Task to carry out: Go through the lines below and copy out each one that contains the string "pass", leaving out all others.

Input records:

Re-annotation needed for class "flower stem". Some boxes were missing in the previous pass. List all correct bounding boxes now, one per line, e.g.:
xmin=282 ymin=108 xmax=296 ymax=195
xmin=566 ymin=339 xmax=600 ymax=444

---

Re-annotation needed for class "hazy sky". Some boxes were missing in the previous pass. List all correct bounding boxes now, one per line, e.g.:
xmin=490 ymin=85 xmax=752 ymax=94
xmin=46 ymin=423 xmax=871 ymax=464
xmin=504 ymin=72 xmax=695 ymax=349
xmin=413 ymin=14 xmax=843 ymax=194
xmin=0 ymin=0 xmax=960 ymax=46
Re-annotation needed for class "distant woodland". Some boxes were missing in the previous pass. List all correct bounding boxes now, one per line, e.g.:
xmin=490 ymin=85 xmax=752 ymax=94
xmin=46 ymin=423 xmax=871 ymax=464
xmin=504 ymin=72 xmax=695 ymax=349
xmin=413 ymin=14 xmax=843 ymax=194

Solution to this problem:
Re-annotation needed for class "flower stem". Some boxes were missing in the previous pass. List all correct bounding boxes now, one per line, e.g.:
Re-annotation needed for class "hazy sky". Some boxes were missing in the previous pass. List all correct bounding boxes now, one per line, e.g.:
Re-annotation needed for class "distant woodland". Some boxes were missing in the previous pass. List all correct bounding boxes now, one per line, e.g.:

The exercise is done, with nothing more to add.